WHAT YOU NEED TO DO =>
Your task is to write out exactly the lines of the listing below, from the first down to the line that holds "Put one marker on each instance of the player's".

MATERIAL FOR THIS EXERCISE =>
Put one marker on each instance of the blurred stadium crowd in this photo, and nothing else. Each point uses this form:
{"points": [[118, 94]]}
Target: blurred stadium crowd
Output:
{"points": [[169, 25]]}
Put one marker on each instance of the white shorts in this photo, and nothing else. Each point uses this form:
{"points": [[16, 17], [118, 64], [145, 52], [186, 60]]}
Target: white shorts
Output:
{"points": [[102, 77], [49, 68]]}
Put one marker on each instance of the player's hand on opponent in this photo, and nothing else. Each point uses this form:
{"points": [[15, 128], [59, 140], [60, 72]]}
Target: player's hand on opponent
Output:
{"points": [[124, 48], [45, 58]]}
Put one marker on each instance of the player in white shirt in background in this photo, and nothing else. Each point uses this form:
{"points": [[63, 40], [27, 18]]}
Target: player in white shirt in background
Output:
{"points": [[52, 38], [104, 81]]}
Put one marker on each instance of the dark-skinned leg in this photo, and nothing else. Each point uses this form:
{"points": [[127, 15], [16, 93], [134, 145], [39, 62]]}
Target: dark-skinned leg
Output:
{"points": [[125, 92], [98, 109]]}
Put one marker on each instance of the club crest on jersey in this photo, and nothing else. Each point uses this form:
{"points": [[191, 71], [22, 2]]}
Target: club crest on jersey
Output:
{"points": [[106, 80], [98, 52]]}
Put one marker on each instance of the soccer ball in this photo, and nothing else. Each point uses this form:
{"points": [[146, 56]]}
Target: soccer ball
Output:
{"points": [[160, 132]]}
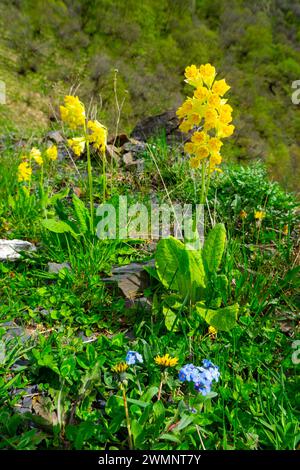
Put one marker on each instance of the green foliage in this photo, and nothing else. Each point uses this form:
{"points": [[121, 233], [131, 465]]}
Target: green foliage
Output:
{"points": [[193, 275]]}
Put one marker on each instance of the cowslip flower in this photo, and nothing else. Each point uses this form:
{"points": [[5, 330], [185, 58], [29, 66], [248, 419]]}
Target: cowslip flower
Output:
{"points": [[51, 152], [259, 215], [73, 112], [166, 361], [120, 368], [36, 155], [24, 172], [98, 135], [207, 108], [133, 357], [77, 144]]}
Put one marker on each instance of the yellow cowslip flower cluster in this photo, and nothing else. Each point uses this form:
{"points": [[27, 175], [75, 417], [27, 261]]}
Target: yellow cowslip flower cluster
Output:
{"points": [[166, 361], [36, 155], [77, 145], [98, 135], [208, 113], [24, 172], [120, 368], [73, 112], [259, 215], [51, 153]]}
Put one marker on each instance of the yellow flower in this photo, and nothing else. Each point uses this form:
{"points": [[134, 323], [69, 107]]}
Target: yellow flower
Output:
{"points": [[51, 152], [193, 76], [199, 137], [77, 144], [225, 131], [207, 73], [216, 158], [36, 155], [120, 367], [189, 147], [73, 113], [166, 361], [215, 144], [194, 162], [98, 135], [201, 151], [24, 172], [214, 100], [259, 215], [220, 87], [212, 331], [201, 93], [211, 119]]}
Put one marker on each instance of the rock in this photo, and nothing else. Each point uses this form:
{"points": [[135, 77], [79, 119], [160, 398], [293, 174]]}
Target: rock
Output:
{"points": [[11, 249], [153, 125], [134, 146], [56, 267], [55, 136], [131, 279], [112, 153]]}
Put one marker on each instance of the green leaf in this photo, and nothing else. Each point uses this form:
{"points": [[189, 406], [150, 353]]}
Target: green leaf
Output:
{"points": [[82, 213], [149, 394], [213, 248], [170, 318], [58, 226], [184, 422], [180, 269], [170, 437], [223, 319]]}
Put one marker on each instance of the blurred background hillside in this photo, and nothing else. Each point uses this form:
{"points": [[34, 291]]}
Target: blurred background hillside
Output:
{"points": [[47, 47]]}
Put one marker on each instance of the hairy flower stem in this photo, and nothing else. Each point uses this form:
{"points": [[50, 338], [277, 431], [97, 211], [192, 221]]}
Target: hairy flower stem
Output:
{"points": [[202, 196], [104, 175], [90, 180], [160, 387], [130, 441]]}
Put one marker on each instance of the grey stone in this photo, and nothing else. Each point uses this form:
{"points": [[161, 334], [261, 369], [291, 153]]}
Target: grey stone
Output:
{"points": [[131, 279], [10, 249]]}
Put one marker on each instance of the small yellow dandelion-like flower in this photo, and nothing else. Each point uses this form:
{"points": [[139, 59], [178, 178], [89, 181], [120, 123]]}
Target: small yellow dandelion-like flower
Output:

EXERCISE OUTPUT =>
Put one marker on each instance of the blurred stadium crowd in this photo, and nothing else. Each point uses this form:
{"points": [[118, 94]]}
Target: blurred stadium crowd
Output:
{"points": [[169, 25]]}
Put one marker on each instance of the white shorts in this photo, and nothing else. Each point uses this form:
{"points": [[16, 17], [118, 64], [145, 52], [186, 60]]}
Target: white shorts
Output:
{"points": [[102, 77], [49, 68]]}
Put one marker on each instance of the player's hand on opponent in this photo, and nothing else. Each point uses this form:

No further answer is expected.